STATED PROBLEM
Rewrite the lines between the one holding "For every instance of the protester's" and the one holding "pixel 1012 229", inclusive, replacing "bicycle frame" with "bike frame" and leaving everything else unchanged.
********
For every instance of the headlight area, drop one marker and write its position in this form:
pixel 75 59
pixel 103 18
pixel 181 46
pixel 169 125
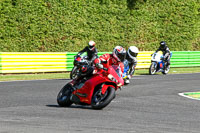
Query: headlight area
pixel 111 77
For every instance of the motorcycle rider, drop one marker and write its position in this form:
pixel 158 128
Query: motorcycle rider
pixel 103 62
pixel 131 57
pixel 116 58
pixel 166 52
pixel 91 51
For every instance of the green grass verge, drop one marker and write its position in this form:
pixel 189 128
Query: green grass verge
pixel 66 75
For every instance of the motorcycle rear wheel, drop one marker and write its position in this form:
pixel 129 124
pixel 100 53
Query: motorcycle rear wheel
pixel 166 69
pixel 100 101
pixel 74 72
pixel 63 98
pixel 152 69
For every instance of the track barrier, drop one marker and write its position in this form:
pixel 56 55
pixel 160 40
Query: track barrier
pixel 33 62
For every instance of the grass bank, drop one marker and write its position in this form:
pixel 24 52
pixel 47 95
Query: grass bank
pixel 66 75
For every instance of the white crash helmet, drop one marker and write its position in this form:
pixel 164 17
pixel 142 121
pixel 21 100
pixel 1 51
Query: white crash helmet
pixel 91 45
pixel 119 53
pixel 133 51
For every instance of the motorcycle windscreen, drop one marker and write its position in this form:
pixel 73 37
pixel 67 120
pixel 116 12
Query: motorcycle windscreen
pixel 116 71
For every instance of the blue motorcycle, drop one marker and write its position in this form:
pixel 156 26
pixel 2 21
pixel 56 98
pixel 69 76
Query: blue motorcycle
pixel 158 65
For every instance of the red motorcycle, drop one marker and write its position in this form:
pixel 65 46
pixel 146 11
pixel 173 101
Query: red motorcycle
pixel 78 63
pixel 98 90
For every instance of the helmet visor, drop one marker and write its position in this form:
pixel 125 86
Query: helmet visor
pixel 121 56
pixel 91 47
pixel 133 54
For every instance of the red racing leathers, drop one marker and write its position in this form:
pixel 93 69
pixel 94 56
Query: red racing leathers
pixel 107 60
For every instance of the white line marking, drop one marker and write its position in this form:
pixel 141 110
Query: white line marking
pixel 182 94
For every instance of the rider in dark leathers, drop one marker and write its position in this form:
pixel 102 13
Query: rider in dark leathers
pixel 91 51
pixel 131 57
pixel 166 52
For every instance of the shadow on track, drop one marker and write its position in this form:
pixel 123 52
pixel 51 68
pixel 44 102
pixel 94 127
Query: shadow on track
pixel 72 106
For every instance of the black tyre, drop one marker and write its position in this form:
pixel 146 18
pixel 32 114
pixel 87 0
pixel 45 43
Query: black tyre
pixel 152 69
pixel 63 98
pixel 74 72
pixel 166 69
pixel 100 101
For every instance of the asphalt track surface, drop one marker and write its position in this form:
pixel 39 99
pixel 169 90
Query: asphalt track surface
pixel 149 104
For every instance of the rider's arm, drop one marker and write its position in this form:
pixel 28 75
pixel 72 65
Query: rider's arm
pixel 157 50
pixel 102 59
pixel 167 53
pixel 132 67
pixel 82 51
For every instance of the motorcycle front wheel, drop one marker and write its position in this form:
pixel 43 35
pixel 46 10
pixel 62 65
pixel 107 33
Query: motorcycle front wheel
pixel 100 100
pixel 63 98
pixel 166 69
pixel 74 72
pixel 152 69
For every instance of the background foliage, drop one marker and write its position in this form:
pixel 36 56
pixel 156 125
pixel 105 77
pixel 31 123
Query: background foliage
pixel 67 25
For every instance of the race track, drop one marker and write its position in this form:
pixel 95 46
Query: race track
pixel 149 104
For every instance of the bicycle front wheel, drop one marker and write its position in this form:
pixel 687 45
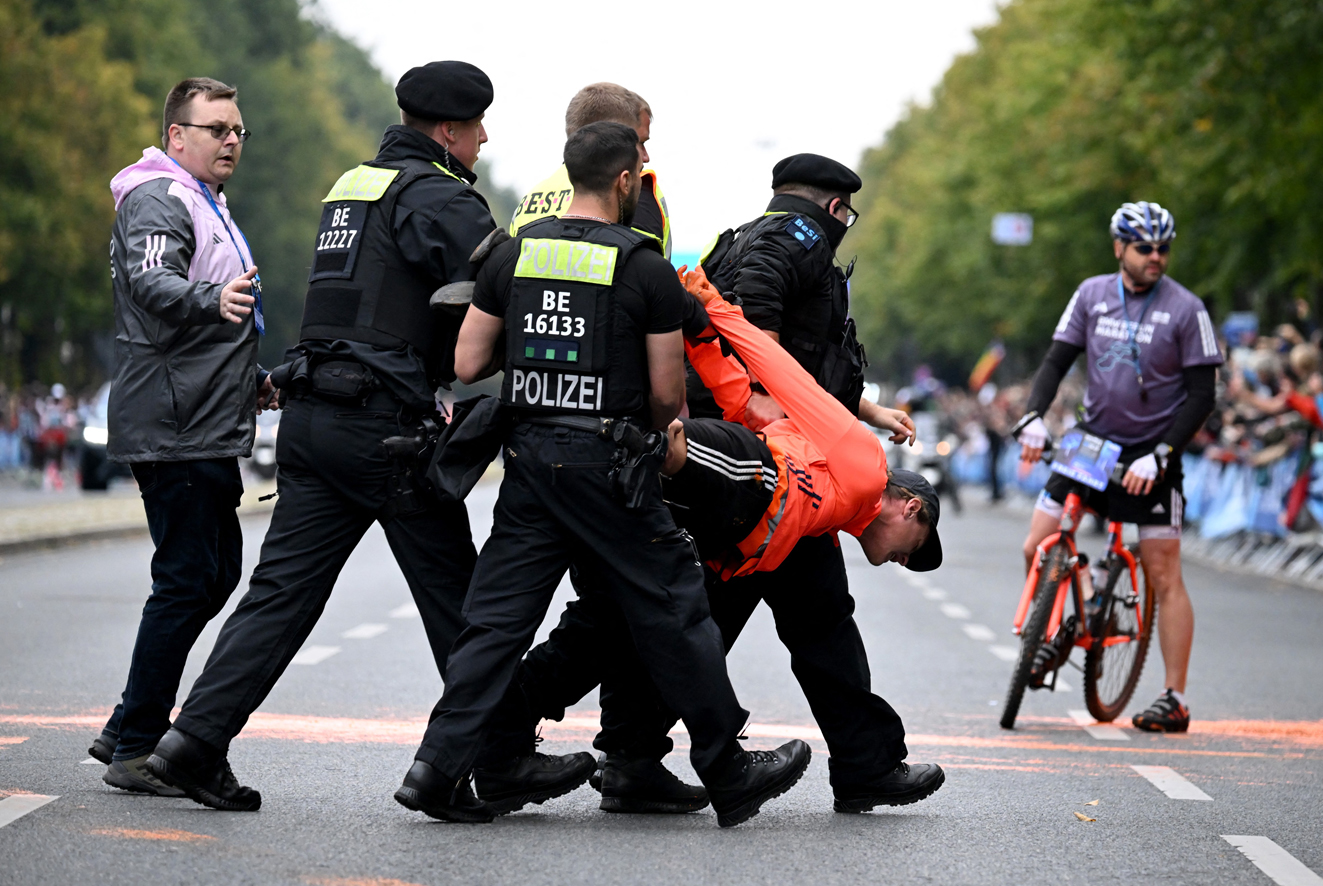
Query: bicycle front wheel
pixel 1121 635
pixel 1033 631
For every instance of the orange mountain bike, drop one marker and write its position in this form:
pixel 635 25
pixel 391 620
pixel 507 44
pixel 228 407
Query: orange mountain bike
pixel 1113 623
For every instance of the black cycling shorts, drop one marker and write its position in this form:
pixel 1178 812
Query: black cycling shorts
pixel 725 485
pixel 1164 505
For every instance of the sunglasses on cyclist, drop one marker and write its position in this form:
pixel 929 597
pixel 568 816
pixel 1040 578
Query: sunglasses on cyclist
pixel 1147 249
pixel 218 130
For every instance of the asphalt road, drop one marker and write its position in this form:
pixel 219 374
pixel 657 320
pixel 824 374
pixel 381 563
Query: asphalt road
pixel 334 739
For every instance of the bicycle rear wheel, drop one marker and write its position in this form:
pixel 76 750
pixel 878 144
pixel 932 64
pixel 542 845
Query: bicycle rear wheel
pixel 1113 664
pixel 1033 631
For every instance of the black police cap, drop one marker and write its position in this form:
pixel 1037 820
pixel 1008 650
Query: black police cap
pixel 445 91
pixel 816 171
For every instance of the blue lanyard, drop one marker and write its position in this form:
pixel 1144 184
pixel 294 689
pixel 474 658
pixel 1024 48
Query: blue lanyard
pixel 1133 331
pixel 258 320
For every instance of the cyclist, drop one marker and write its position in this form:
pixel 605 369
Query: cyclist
pixel 1152 365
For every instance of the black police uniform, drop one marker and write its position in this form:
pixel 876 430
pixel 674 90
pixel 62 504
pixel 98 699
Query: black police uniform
pixel 578 299
pixel 369 357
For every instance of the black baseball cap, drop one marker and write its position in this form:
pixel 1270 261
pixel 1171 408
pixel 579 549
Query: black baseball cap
pixel 929 556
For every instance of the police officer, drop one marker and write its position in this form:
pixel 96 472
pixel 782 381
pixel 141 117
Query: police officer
pixel 369 357
pixel 782 269
pixel 589 314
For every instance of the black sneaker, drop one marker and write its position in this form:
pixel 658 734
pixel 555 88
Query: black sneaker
pixel 103 749
pixel 536 778
pixel 427 790
pixel 201 771
pixel 748 779
pixel 1163 716
pixel 646 786
pixel 130 775
pixel 902 786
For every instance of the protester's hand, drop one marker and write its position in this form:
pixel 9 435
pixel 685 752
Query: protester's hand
pixel 761 411
pixel 1033 439
pixel 236 303
pixel 1141 476
pixel 267 396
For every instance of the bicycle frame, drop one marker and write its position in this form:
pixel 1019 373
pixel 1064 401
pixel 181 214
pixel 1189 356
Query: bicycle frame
pixel 1069 583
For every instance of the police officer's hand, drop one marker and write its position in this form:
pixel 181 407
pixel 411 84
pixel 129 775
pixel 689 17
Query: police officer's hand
pixel 236 303
pixel 761 411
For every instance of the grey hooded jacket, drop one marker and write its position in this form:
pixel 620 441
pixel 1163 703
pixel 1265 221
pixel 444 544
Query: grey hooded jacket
pixel 185 381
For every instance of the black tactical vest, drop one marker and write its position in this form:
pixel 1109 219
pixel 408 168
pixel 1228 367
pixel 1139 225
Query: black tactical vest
pixel 360 287
pixel 570 348
pixel 819 333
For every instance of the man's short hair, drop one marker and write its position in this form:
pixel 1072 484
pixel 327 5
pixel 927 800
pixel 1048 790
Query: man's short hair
pixel 810 192
pixel 597 154
pixel 605 103
pixel 184 91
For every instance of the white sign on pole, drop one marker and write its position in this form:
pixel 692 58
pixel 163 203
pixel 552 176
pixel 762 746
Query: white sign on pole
pixel 1012 229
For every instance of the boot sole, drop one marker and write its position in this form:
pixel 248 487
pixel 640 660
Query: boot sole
pixel 177 778
pixel 749 808
pixel 412 799
pixel 651 807
pixel 914 795
pixel 516 802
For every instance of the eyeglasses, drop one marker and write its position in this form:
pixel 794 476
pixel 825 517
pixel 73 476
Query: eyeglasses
pixel 218 130
pixel 1147 249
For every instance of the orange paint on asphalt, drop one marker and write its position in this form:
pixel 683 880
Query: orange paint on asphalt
pixel 166 833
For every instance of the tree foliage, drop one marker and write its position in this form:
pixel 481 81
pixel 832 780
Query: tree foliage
pixel 1065 110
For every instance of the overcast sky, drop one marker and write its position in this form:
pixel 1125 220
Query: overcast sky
pixel 734 86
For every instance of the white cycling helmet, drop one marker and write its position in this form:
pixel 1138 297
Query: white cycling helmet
pixel 1143 221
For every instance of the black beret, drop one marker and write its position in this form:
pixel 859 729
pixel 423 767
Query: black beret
pixel 816 171
pixel 445 91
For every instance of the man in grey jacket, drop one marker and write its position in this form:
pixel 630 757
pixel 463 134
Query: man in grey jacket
pixel 188 315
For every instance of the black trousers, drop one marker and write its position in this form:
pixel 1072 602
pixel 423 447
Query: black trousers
pixel 199 560
pixel 810 599
pixel 335 480
pixel 556 509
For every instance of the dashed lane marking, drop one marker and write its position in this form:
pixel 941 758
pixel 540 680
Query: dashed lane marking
pixel 16 805
pixel 1171 783
pixel 406 611
pixel 365 631
pixel 955 611
pixel 1280 865
pixel 981 632
pixel 1101 731
pixel 314 655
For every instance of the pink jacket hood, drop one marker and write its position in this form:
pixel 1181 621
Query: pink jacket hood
pixel 154 164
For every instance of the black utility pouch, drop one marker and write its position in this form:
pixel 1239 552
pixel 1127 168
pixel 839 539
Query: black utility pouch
pixel 343 381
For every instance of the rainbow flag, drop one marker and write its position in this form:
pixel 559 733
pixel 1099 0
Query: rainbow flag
pixel 986 365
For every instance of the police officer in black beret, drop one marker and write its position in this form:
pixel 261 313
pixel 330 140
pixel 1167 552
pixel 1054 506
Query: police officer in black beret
pixel 360 406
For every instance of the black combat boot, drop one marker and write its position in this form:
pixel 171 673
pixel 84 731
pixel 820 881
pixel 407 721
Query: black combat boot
pixel 433 792
pixel 744 780
pixel 200 771
pixel 906 783
pixel 643 784
pixel 535 778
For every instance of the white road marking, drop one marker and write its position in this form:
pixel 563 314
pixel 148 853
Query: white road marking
pixel 16 805
pixel 981 632
pixel 365 631
pixel 1101 731
pixel 314 655
pixel 955 611
pixel 1280 865
pixel 406 611
pixel 1171 783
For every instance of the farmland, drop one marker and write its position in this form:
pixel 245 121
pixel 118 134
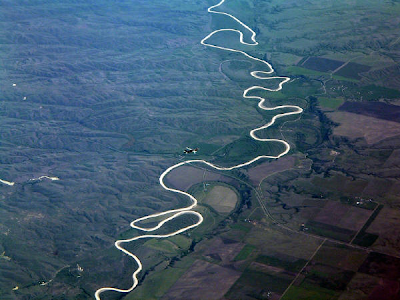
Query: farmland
pixel 106 96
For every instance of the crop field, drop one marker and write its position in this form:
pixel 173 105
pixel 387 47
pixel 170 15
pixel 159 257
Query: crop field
pixel 222 199
pixel 321 64
pixel 211 282
pixel 352 70
pixel 371 129
pixel 106 96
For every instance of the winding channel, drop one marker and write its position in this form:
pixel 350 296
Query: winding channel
pixel 174 213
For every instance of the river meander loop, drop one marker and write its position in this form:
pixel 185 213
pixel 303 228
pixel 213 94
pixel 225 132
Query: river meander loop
pixel 174 213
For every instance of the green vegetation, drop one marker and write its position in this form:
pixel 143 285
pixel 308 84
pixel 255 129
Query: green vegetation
pixel 332 103
pixel 309 293
pixel 245 252
pixel 293 266
pixel 330 231
pixel 106 96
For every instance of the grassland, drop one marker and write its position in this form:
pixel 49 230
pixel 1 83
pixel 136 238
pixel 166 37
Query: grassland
pixel 106 96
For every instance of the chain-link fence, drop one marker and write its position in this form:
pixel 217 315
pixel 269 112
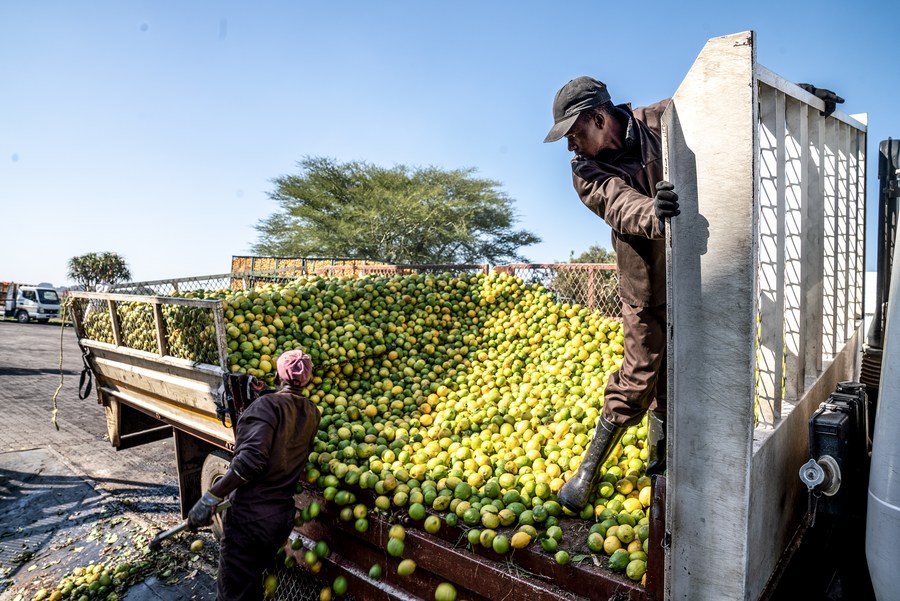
********
RESULT OF THIS TASK
For every instance of the protester's hand, drop one marker and write its position in this form:
pixel 9 435
pixel 685 752
Query: protester's hand
pixel 761 411
pixel 1033 439
pixel 236 303
pixel 1141 476
pixel 267 396
For every instance of the bike frame, drop one marker and write its position in this form:
pixel 1019 373
pixel 1064 401
pixel 181 214
pixel 1189 356
Query: bike frame
pixel 1069 583
For every instance of the police officer's hand, drop one marker and write its position in this form:
pixel 181 407
pixel 411 84
pixel 129 775
pixel 689 17
Query: police officer's hand
pixel 236 303
pixel 761 411
For every instance of the grey hooded jacket, drop one marker and write its position in this form:
pixel 620 441
pixel 1163 703
pixel 1265 221
pixel 444 544
Query: grey hooded jacket
pixel 185 381
For every instance of the black tactical vest, drop one marker and write its position in this form:
pixel 1109 219
pixel 408 168
pixel 1228 367
pixel 1139 225
Query: black tactical vest
pixel 360 287
pixel 570 348
pixel 819 333
For every instance of the man's short hair, drop one marker and write its position in this form:
pixel 1072 484
pixel 327 5
pixel 927 800
pixel 1048 790
Query: man's short hair
pixel 810 192
pixel 597 154
pixel 605 103
pixel 184 91
For every instance of the white sign on pole, drop one marker and write its position in this form:
pixel 692 58
pixel 163 203
pixel 552 176
pixel 762 746
Query: white sign on pole
pixel 1012 229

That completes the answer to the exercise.